A professora Jhosy Gadelha, que dá aulas para o Ensino Médio na cidade de Pacajus (CE) - Marília Camelo/UOL
A professora Jhosy Gadelha, que dá aulas para o Ensino Médio na cidade de Pacajus (CE) Imagem: Marília Camelo/UOL

Mariana Gonzalez

De Universa, em São Paulo

28/06/2022 04h00

É a partir da própria existência como mulher trans que a professora de espanhol Jhosy Gadelha, 34, de Pacajus (CE), dá lições sobre empatia, respeito e diversidade aos seus alunos. "Na minha primeira aula com cada turma, tenho uma conversa e me coloco à disposição para tirar dúvidas. Eles ouvem, ficam admirados. Se alguns deles têm um pensamento mais fechado quanto à diversidade, tudo muda. É 'tia Jhosy' para cá, 'tia Jhosy' para lá", conta ela.

Ela, que chegou a ouvir de amigos coisas do tipo "onde já se viu professor vestido de mulher?" quando iniciou a transição, há cerca de dez anos, hoje é acolhida e respeitada pelos adolescentes e por colegas de escola.

Também professora, Camila Guimarães, 26, diz que já abriu uma roda de conversa com os alunos quando ouviu um menino chamar outro de "viadinho". A ideia era mostrar que "ser gay não é uma coisa ruim". "Outros professores deixam passar, eu não", diz Camila, que também já teve de enfrentar episódios de homofobia, assim como o educador Saulo Amorim, 40.

**Tarefa solicitada**:
Transcreva, sem qualquer alteração, a passagem do trecho da página acima que vai de "Ela, que chegou" até "colegas de escola.".

**Linhas fornecidas**:
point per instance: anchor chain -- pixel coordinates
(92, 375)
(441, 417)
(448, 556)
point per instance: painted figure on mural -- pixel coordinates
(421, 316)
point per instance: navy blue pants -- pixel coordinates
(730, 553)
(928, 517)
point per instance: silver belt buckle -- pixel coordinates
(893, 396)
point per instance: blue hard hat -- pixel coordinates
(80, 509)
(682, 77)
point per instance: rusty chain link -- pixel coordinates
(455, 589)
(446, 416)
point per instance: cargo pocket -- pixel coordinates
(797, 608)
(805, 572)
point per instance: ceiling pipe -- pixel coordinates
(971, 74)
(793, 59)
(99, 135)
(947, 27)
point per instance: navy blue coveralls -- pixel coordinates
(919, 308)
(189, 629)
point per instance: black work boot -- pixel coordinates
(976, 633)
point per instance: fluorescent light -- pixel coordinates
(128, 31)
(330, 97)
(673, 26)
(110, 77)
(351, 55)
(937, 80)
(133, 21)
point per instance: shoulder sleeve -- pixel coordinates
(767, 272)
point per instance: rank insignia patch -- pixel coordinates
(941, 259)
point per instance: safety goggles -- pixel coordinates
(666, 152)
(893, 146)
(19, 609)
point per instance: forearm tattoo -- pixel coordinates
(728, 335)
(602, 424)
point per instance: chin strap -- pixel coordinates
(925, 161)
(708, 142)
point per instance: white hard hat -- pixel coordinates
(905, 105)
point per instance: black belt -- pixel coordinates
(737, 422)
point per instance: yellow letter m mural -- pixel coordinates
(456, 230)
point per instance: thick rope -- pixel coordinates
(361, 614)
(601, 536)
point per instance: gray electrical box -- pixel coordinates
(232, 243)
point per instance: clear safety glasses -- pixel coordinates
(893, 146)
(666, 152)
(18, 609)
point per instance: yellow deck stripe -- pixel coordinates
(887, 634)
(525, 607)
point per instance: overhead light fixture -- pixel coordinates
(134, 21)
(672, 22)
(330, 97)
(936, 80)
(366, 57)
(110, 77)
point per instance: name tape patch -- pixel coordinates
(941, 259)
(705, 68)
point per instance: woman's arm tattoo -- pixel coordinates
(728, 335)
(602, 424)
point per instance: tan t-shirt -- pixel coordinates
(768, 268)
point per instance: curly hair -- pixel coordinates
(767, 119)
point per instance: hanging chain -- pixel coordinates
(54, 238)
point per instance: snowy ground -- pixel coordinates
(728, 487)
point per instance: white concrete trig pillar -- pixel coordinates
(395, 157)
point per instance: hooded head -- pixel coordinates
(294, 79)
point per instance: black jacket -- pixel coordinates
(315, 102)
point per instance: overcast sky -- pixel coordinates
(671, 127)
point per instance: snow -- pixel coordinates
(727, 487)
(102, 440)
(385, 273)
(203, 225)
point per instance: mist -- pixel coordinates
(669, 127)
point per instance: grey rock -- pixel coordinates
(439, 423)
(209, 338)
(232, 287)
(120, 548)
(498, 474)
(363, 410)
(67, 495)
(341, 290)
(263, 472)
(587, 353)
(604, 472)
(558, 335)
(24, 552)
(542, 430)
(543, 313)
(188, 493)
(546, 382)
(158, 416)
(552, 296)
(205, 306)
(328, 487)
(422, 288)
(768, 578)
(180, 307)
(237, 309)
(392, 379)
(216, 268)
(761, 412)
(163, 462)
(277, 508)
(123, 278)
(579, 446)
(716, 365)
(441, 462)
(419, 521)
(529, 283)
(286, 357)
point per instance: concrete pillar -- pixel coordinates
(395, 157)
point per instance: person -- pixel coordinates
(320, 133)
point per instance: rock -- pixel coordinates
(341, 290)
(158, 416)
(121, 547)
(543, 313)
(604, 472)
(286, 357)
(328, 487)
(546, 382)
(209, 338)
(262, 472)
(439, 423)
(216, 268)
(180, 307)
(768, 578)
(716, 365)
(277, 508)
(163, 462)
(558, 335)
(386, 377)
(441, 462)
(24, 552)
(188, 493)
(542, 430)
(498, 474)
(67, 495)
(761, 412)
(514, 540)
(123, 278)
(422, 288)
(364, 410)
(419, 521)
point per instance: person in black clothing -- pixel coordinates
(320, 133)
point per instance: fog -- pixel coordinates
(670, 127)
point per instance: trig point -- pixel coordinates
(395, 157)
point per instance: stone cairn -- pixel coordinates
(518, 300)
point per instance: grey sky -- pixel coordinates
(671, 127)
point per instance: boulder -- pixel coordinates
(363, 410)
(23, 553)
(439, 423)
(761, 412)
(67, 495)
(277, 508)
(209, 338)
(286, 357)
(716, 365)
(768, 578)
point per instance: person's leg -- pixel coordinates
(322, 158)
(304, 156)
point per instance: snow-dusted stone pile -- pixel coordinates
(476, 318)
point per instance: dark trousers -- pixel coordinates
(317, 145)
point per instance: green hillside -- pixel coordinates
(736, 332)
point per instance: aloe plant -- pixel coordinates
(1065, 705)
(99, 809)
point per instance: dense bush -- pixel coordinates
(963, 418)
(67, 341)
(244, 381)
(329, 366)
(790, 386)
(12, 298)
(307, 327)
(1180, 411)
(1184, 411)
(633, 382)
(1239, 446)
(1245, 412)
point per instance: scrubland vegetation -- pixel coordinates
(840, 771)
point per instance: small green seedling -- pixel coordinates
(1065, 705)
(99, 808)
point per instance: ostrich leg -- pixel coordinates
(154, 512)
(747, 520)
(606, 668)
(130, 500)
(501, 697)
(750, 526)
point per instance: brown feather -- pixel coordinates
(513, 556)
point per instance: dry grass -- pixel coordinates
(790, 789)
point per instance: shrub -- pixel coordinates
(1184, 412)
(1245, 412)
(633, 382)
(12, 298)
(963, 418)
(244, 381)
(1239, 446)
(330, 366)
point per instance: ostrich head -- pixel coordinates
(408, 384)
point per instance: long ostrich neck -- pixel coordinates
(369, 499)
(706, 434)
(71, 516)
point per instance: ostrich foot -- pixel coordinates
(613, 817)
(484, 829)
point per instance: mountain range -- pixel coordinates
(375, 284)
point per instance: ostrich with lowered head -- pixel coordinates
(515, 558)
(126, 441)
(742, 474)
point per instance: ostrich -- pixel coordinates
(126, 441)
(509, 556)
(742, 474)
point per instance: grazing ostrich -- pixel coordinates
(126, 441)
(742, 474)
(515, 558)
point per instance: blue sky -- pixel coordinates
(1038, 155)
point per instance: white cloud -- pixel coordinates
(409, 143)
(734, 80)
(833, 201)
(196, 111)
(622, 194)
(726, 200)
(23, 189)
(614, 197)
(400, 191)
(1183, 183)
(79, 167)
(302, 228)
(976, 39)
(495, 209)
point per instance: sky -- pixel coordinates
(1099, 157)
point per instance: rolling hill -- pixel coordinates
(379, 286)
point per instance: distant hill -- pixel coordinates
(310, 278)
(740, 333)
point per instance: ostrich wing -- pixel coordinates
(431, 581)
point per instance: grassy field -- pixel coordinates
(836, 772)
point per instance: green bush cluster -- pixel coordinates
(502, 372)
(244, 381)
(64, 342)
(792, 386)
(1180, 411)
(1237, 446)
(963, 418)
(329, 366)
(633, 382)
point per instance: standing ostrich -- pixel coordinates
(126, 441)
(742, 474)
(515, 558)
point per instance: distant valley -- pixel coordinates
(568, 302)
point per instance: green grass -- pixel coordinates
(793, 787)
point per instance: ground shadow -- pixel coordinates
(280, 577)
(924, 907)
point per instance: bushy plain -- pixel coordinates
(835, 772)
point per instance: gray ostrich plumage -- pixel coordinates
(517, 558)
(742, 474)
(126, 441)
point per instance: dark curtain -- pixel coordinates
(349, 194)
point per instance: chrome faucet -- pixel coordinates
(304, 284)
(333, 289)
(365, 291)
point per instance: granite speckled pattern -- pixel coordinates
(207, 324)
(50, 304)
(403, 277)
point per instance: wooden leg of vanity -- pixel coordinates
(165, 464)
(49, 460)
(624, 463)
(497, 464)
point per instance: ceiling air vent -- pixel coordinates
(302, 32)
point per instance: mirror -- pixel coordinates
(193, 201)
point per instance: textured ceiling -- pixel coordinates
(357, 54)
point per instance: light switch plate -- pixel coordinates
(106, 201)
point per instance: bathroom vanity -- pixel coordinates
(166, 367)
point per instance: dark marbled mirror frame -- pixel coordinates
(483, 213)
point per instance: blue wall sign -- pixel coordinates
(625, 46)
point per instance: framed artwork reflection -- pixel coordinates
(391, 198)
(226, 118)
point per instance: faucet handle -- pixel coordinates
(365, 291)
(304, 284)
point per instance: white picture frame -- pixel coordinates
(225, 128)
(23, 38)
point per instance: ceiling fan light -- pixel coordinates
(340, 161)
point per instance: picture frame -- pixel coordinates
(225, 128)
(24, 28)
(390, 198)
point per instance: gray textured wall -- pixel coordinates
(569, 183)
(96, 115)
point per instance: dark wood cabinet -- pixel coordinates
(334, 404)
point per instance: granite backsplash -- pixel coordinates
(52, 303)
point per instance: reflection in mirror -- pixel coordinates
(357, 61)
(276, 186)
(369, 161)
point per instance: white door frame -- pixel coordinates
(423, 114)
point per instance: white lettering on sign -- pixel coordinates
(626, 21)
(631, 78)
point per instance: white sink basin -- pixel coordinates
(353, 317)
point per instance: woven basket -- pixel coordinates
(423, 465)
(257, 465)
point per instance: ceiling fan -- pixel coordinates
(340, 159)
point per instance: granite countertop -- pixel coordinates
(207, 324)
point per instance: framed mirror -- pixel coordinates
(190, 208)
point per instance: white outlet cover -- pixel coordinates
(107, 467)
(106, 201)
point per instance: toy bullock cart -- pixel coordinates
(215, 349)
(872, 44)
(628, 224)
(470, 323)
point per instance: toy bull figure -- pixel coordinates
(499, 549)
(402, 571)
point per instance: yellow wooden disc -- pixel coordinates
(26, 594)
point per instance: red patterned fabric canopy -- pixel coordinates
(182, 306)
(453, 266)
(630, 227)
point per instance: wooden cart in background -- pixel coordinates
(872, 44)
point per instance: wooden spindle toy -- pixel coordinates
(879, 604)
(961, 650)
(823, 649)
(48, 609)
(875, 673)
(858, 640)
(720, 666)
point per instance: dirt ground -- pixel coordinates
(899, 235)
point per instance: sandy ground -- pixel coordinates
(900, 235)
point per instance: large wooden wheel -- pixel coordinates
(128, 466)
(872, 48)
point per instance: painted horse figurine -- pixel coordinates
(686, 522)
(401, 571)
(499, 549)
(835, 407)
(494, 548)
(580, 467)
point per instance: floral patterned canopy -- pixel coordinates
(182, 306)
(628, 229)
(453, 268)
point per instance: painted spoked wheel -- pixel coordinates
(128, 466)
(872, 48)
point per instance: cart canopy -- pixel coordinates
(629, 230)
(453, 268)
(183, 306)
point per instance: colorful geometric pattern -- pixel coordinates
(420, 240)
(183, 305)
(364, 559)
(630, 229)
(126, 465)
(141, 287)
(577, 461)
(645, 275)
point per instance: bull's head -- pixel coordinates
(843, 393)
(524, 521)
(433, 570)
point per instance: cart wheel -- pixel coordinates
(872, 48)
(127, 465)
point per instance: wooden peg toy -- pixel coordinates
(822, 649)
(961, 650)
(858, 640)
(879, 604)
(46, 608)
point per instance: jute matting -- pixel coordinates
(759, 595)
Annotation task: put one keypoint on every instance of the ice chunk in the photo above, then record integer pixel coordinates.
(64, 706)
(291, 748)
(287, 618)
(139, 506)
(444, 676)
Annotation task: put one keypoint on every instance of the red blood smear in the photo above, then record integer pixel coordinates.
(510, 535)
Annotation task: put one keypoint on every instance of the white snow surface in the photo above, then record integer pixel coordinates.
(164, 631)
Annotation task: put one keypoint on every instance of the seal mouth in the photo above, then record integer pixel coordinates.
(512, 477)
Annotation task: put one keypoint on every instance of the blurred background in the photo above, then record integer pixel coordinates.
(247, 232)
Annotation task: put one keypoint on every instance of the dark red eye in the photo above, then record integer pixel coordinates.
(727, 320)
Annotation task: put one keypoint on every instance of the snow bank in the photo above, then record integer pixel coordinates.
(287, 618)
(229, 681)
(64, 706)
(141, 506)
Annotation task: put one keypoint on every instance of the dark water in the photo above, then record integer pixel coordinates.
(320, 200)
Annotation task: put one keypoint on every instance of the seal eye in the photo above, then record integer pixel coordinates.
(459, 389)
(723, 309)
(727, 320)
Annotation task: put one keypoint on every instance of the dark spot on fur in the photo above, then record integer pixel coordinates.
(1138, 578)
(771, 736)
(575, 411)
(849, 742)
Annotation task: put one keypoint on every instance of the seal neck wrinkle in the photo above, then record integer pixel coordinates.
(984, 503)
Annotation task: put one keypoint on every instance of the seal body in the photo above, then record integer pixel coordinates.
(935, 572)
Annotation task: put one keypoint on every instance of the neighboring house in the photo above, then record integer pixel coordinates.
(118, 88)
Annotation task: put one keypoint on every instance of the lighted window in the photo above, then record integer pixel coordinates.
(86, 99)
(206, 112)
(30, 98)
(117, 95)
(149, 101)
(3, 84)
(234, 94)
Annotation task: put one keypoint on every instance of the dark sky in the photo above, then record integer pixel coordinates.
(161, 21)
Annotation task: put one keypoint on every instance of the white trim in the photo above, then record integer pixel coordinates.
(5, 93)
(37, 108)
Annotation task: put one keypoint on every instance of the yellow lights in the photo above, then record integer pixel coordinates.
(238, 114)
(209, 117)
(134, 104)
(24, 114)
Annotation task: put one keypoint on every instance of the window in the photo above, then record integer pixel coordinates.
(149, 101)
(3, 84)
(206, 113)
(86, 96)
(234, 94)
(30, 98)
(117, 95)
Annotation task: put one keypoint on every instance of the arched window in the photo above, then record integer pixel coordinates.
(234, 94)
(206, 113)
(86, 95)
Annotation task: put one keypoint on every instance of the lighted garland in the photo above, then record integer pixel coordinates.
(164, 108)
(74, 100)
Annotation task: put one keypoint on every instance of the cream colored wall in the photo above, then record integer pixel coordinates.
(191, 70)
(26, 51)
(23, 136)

**Resposta à tarefa**:
Ela, que chegou a ouvir de amigos coisas do tipo "onde já se viu professor vestido de mulher?" quando iniciou a transição, há cerca de dez anos, hoje é acolhida e respeitada pelos adolescentes e por colegas de escola.